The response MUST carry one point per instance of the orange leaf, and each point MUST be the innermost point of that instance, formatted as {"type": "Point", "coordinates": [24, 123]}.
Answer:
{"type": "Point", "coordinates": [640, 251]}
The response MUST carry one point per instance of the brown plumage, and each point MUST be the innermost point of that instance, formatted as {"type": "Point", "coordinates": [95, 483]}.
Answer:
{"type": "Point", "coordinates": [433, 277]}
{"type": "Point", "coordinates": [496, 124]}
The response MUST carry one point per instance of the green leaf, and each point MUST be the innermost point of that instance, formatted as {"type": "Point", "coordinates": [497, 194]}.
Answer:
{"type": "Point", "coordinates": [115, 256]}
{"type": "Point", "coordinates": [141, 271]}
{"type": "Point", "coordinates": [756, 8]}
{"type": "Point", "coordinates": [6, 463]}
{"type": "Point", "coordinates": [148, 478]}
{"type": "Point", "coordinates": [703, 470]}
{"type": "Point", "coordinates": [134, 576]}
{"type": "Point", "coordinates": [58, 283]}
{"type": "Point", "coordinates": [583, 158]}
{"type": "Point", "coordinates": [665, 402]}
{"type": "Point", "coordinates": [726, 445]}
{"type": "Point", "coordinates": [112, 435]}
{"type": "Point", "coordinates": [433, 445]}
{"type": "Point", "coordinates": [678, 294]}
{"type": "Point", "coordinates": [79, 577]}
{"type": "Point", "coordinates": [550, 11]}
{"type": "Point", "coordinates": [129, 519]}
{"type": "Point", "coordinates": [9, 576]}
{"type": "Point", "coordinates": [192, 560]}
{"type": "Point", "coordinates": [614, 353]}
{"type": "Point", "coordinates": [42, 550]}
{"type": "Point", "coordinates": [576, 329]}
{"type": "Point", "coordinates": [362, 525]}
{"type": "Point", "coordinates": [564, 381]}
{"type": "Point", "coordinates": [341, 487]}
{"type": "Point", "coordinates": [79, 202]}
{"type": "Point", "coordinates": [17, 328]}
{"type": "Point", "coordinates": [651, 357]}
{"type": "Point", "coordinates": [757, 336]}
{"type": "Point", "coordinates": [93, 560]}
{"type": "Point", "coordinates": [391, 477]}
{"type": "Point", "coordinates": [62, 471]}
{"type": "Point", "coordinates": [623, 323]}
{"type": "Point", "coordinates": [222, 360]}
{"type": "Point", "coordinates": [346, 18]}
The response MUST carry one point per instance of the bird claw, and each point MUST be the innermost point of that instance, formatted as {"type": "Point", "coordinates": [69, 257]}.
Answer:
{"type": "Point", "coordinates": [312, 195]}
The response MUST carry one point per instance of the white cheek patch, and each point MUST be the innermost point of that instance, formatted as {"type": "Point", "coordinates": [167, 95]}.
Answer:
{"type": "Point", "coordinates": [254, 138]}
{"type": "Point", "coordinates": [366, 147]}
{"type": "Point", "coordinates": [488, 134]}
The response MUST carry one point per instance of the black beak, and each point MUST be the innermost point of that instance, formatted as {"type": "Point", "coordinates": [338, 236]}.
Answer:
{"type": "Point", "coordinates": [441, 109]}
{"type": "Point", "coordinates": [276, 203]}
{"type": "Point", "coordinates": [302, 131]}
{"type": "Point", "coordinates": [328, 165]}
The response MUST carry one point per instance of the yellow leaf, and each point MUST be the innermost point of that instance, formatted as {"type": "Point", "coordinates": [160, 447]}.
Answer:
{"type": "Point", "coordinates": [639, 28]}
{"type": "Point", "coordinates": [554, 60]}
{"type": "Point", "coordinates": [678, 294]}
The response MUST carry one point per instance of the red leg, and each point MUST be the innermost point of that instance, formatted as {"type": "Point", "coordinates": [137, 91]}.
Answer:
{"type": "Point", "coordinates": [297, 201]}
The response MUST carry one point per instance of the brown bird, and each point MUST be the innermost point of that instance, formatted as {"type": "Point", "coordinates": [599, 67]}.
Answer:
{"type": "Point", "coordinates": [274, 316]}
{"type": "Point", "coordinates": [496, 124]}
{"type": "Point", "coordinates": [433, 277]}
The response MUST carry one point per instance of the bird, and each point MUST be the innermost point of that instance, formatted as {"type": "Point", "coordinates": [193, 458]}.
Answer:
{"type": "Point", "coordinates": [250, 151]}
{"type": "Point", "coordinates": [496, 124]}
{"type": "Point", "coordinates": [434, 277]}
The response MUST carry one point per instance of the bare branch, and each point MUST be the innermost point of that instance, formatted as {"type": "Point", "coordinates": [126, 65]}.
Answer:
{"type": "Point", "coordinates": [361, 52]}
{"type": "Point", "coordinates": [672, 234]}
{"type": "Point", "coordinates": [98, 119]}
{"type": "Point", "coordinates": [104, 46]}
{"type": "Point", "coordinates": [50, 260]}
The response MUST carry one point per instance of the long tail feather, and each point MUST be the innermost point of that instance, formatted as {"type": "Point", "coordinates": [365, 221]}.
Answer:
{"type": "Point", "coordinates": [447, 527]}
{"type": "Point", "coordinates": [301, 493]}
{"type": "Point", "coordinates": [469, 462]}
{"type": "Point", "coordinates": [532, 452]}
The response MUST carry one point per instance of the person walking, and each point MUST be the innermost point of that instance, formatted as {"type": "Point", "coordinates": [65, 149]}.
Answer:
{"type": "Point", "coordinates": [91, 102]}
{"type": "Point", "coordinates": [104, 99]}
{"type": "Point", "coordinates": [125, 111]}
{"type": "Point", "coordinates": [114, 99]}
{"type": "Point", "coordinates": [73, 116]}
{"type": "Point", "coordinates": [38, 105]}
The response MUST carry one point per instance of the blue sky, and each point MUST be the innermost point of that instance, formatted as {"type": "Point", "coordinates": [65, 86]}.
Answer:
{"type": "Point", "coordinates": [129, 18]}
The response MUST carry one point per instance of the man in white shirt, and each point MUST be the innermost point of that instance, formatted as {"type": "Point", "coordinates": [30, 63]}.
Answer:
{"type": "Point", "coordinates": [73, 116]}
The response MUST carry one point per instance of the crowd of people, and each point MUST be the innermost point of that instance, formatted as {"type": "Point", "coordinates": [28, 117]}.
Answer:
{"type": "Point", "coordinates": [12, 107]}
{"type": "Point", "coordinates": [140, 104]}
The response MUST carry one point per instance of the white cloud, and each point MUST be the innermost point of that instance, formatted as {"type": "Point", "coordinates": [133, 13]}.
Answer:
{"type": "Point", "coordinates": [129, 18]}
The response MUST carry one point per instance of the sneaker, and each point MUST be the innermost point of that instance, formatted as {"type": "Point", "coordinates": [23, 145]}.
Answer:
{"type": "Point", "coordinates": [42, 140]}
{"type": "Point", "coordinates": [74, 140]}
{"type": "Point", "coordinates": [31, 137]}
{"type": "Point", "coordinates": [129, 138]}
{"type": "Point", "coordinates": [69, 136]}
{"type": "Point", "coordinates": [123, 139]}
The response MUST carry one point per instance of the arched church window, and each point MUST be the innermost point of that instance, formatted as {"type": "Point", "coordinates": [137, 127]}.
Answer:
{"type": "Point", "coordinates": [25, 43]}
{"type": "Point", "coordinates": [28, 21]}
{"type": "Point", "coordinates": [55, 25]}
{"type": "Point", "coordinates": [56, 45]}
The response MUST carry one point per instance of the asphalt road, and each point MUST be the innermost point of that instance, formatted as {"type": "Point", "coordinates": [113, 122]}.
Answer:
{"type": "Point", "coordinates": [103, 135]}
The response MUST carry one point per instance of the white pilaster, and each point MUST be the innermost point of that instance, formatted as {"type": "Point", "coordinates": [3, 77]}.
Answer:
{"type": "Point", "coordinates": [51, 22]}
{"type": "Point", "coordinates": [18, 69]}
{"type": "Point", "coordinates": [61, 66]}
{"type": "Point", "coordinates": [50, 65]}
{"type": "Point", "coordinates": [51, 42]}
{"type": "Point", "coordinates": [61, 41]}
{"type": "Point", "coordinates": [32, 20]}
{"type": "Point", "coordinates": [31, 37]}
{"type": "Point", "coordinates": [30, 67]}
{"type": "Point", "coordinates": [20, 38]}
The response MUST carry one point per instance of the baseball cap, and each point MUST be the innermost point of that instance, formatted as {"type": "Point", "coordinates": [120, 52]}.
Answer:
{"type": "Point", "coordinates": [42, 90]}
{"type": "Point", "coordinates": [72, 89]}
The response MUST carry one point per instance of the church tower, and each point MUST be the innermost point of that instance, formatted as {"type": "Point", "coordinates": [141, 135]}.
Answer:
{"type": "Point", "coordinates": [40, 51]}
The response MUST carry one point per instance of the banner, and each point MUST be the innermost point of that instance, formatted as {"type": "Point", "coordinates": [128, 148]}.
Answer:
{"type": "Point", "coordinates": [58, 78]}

════════════════════

• _WHAT IS EXPECTED_:
Going back to the entries above, set down exactly the lines that begin at the one with "the bird, and" and end at the one with "The response MUST carry one point per instance of the long", both included, and nothing else.

• _ANSWER SECTION_:
The response MUST carry one point per instance of the bird, and each point MUST be the innermost point of that instance, formatted as {"type": "Point", "coordinates": [193, 458]}.
Answer:
{"type": "Point", "coordinates": [250, 151]}
{"type": "Point", "coordinates": [496, 124]}
{"type": "Point", "coordinates": [434, 277]}
The response MUST carry one point per instance of the bare branch, and each point MUST be the innermost point of that instance, formatted as {"type": "Point", "coordinates": [126, 65]}.
Answer:
{"type": "Point", "coordinates": [361, 52]}
{"type": "Point", "coordinates": [672, 234]}
{"type": "Point", "coordinates": [98, 119]}
{"type": "Point", "coordinates": [104, 46]}
{"type": "Point", "coordinates": [50, 260]}
The response MUST carry one point per instance of the long tail feather, and each point MUST be the innermost point of that instance, formatted as {"type": "Point", "coordinates": [365, 221]}.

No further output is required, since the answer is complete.